Kementerian Komunikasi dan Informatika (Kominfo) kembali membuka beasiswa untuk 25.000 orang pada tahun ini.
Tenaga Ahli Menteri Bidang Literasi Digital dan Tata Kelola Internet Kemenkominfo Donny B. Utoyo mengatakan beasiswa digital talent tahun ini jauh lebih banyak dari sebelumnya.
"Kominfo tahun lalu (2018) sudah memberikan beasiswa kepada 1.000 orang, dan tahun 2019 akan 25.000 orang. Kasih beasiswa untuk pelatihan satu sampai tiga bulan, bicara tentang industri 4.0, cyber security, cloud computing, big data analytics, artificial intelligence, digital business, dan lain sebagainya," ujarnya saat menghadiri talkshow bertajuk Infrastruktur Digital & Reforma Agraria di Cafe Nusa Kopi, Gandaria, Jakarta Selatan, Rabu (20/2).
Menurut Donny, program digital talent scholarship merupakan upaya mewujudkan infrastruktur digital termasuk dalam ekosistem pembangunan. Donny menjelaskan, dalam Kominfo, program tersebut tergolong bagian dari infrastruktur digital yang bertujuan untuk mendukung keberhasilan industri 4.0.
"Kalau di Kementerian Kominfo, kami melihatnya dalam apa yang kita singkat sebagai DNA+T (Device, Network, Aplikasi, dan Talent)," imbuhnya.
Menurut Donny, apabila berbicara device, tentunya berkaitan dengan regulasi yang mengatur infrastruktur digital yang sampai ke tangan pengguna. Terutama ponsel, menurutnya harus memiliki keberpihakan kepada Indonesia, yang taget minimumnya dipatok 20%. Jika terkait network, Donny mencontohkan Presiden Jokowi yang mengistilahkannya dengan sebutan Palapa Ring.
Adapun terkait aplikasi, Donny menjelaskan upaya untuk memajukan start-up dan mendorong kemajuan unicorn-unicorn Indonesia. Sedangkan talent, menurutnya berhubungan dengan ketersediaan sumber daya manusia (SDM) yang mampu menyokong industri 4.0.
Nantinya, Kominfo akan mengadakan edukasi terkait DNA+T dan infrastruktur digital ke kampus-kampus. Harapannya, kekuatan ekonomi digital Indonesia akan mencapai Rp135 triliun pada 2020.
Menurut dia, jumlah tersebut akan menjadi kekuatan digital ekonomi terbesar di Asia Tenggara. Sebab, kata dia, dari 50% transaksi e-commerce di Asia Tenggara terjadi di Indonesia.
Oleh karena itu, pembangunan infrastruktur digital diperlukan untuk mendukung transaksi e-commerce yang besar itu.

........

_DAFTAR TUGAS_:
[1] Menurut artikel tentang beasiswa Kominfo, apa kepanjangan dari singkatan DNA+T?
[2] Kutip bagian artikel tentang beasiswa Kominfo yang diawali dengan kata-kata "Tenaga Ahli Menteri" dan diakhiri dengan "Selatan, Rabu (20/2).".
Catatan di bawah ini tidak berhubungan dengan artikel tentang beasiswa Kominfo.

_Data penunjukan wilayah_:
........

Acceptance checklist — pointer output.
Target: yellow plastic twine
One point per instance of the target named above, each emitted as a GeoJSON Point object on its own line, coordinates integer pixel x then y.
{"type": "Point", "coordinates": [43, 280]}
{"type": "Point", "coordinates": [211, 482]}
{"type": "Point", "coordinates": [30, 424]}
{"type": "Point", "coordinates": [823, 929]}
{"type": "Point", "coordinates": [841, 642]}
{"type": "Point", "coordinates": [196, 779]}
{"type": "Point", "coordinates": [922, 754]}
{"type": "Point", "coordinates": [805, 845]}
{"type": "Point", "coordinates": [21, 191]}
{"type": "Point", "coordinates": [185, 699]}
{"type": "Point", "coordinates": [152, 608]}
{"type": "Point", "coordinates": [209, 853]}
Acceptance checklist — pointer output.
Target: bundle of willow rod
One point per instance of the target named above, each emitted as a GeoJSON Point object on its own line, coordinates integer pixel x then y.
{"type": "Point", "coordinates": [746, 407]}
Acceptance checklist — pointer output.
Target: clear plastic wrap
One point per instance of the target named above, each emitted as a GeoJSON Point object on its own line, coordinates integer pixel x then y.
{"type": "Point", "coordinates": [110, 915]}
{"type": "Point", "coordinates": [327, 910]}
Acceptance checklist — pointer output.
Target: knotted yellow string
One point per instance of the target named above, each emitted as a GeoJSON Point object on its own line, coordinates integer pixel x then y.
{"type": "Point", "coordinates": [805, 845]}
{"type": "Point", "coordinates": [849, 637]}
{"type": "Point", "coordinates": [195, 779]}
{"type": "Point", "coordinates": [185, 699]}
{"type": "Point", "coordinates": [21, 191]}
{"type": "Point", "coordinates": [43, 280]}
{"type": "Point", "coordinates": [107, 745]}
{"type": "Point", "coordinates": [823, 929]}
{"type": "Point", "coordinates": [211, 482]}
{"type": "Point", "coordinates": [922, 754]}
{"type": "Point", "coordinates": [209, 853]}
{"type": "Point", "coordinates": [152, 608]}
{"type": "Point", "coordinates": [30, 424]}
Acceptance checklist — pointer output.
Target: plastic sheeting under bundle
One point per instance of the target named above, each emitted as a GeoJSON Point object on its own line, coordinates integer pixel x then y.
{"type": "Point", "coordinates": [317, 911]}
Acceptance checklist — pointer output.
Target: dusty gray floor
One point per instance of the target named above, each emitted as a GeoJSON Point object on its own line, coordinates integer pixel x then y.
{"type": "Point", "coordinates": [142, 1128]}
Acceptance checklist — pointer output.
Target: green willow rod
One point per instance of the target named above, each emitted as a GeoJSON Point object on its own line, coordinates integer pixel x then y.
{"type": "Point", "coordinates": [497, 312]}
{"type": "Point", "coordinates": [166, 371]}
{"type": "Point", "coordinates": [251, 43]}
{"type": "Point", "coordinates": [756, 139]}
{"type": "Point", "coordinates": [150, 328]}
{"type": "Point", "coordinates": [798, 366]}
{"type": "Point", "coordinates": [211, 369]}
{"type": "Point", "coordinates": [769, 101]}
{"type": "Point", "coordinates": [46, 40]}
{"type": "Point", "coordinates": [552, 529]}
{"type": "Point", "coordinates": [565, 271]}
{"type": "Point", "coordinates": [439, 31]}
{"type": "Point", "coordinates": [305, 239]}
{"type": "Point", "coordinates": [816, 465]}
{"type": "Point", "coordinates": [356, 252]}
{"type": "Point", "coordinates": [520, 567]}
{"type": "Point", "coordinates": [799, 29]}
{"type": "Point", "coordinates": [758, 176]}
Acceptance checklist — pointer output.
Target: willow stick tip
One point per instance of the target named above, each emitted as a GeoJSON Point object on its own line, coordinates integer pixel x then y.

........

_KUNCI JAWABAN_:
[1] Device, Network, Aplikasi, dan Talent.

[2]
Tenaga Ahli Menteri Bidang Literasi Digital dan Tata Kelola Internet Kemenkominfo Donny B. Utoyo mengatakan beasiswa digital talent tahun ini jauh lebih banyak dari sebelumnya.
"Kominfo tahun lalu (2018) sudah memberikan beasiswa kepada 1.000 orang, dan tahun 2019 akan 25.000 orang. Kasih beasiswa untuk pelatihan satu sampai tiga bulan, bicara tentang industri 4.0, cyber security, cloud computing, big data analytics, artificial intelligence, digital business, dan lain sebagainya," ujarnya saat menghadiri talkshow bertajuk Infrastruktur Digital & Reforma Agraria di Cafe Nusa Kopi, Gandaria, Jakarta Selatan, Rabu (20/2).